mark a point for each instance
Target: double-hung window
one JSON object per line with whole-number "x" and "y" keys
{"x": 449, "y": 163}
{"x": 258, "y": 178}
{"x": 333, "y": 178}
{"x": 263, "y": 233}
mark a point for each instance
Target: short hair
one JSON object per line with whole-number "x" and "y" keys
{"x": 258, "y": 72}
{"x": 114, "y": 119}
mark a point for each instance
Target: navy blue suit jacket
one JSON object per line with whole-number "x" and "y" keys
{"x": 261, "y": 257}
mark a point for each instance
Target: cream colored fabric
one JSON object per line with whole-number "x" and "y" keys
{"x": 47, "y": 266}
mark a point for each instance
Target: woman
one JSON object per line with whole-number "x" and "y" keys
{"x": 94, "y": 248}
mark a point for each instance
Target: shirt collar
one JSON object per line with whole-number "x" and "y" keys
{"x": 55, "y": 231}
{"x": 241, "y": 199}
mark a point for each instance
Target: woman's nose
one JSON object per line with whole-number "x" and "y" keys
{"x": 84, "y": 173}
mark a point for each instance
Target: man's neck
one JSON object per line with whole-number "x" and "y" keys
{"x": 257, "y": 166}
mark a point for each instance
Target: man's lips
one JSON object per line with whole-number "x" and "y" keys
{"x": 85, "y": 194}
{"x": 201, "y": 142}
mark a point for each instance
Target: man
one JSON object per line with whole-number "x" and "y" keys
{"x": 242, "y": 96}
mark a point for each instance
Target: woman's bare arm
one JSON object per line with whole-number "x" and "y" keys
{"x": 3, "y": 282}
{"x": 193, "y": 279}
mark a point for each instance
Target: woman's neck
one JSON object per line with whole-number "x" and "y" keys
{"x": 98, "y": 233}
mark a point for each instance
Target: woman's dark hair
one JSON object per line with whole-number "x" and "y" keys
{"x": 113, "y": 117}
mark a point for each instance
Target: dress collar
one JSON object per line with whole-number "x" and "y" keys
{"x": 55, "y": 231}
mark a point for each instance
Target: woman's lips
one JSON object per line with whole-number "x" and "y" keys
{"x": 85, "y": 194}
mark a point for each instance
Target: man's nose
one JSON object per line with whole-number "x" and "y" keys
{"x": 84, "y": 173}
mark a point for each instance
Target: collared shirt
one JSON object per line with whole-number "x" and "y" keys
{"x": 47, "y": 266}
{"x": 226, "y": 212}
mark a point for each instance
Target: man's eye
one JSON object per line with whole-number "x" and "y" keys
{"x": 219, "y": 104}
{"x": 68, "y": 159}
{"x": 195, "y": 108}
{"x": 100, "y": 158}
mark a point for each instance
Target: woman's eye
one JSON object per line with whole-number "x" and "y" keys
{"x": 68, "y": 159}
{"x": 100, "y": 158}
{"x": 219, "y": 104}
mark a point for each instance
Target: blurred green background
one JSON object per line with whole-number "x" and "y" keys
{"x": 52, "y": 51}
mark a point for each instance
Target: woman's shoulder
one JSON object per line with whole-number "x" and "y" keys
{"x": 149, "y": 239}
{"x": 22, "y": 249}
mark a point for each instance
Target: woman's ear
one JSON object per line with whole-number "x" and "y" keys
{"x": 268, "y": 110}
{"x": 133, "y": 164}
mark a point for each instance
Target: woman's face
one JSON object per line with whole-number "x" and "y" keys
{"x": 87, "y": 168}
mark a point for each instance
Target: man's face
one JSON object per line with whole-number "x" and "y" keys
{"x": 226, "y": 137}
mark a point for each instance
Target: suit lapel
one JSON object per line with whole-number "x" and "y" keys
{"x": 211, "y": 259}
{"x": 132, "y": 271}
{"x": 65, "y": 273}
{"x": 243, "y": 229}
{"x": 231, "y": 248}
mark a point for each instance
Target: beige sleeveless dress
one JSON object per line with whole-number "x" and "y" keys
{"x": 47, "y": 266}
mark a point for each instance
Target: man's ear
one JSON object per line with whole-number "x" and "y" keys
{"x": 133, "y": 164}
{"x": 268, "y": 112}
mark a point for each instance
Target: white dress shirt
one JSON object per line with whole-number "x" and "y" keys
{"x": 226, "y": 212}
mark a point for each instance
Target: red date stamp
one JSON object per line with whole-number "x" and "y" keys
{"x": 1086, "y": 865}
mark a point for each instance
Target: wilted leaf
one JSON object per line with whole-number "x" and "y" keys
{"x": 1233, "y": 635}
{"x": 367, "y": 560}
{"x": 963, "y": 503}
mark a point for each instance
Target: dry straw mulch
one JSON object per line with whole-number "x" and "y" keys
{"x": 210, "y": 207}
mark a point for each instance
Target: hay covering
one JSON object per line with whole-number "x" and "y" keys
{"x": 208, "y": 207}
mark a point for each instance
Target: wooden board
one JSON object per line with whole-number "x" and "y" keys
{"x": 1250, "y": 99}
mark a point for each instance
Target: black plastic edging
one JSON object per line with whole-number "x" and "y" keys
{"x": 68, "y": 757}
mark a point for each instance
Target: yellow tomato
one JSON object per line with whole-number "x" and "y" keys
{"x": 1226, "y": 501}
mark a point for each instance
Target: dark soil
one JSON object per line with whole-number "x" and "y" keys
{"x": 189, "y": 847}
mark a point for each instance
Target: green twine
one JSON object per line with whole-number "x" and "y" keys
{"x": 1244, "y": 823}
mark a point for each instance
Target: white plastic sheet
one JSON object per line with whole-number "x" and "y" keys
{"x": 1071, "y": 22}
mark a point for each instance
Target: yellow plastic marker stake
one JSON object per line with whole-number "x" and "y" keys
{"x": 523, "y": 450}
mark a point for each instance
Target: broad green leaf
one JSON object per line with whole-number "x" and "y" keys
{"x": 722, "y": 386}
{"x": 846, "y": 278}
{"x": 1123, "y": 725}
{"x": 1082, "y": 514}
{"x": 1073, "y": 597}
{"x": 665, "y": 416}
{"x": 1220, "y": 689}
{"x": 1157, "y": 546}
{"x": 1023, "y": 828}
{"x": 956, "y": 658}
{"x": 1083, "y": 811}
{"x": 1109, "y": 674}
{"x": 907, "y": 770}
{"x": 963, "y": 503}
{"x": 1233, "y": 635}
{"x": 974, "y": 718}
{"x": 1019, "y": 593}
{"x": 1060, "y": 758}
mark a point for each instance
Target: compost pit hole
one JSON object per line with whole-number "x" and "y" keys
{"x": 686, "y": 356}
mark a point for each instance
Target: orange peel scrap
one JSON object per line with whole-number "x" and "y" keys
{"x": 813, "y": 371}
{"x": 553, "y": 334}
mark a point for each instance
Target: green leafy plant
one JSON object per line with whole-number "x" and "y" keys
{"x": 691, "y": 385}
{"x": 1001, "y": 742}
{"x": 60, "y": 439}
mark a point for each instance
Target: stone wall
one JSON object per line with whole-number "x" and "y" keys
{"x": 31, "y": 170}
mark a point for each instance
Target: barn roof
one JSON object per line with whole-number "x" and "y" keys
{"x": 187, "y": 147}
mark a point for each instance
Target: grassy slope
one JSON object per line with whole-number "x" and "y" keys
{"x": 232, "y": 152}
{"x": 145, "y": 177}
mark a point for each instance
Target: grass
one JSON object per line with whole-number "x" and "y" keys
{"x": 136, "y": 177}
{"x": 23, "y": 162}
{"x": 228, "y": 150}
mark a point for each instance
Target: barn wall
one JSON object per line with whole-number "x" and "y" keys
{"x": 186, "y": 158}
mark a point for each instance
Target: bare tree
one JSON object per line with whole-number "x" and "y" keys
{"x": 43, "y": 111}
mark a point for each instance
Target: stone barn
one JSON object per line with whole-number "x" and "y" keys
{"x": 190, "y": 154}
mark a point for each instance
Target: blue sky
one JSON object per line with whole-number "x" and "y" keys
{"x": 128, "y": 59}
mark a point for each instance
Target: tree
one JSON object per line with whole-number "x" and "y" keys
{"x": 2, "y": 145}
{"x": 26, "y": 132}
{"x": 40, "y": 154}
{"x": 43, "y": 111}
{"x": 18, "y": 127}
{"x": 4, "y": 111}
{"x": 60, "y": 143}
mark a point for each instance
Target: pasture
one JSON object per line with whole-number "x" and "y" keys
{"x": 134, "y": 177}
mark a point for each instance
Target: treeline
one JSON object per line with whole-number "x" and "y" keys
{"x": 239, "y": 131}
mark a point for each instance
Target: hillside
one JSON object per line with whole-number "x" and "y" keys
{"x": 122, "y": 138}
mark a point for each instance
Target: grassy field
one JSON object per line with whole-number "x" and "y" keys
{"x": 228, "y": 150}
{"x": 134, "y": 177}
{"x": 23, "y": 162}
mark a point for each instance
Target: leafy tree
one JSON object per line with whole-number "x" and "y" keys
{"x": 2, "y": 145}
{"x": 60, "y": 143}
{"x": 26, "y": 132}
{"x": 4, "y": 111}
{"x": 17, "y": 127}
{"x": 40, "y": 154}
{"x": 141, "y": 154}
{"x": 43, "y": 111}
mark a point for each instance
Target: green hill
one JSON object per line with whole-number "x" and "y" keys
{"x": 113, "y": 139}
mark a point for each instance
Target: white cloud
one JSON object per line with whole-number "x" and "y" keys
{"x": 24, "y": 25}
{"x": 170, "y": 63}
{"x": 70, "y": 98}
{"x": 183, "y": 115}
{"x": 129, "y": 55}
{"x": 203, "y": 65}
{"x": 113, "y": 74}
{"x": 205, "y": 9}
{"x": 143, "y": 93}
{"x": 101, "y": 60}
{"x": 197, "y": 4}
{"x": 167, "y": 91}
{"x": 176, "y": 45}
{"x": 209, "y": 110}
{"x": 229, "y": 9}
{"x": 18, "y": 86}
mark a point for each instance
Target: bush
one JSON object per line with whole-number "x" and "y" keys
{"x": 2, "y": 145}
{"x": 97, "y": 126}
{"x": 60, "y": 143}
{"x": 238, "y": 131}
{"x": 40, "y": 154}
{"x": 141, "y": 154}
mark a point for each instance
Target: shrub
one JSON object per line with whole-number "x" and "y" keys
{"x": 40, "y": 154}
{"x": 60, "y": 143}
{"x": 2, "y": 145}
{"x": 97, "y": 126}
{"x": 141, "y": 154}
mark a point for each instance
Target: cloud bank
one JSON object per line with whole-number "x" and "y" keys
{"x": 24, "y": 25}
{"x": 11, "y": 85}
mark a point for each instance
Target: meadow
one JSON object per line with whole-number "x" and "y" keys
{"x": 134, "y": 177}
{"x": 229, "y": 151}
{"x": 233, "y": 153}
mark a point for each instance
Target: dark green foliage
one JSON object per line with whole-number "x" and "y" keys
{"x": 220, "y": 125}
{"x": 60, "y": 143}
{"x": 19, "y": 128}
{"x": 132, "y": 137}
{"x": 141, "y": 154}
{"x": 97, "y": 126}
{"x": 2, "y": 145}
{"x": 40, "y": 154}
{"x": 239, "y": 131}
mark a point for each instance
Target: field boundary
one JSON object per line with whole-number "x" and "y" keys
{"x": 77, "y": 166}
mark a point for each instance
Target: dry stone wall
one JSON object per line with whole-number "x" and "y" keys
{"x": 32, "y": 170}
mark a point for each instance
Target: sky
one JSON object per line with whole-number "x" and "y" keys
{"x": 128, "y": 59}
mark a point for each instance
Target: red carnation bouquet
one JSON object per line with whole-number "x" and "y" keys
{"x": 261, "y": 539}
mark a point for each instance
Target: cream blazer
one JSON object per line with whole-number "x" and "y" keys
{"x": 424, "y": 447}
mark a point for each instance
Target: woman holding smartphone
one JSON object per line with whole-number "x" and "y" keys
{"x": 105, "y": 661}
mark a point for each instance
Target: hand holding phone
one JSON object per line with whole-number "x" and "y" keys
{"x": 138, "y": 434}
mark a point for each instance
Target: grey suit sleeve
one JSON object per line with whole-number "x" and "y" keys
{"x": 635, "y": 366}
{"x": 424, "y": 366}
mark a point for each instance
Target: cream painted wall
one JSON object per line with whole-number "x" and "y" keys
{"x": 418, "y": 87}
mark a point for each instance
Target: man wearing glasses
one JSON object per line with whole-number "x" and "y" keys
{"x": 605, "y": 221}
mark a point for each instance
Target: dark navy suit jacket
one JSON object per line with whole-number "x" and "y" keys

************

Show every line of the records above that contains the string "hair", matching case exactly.

Target: short hair
Target: woman's dark hair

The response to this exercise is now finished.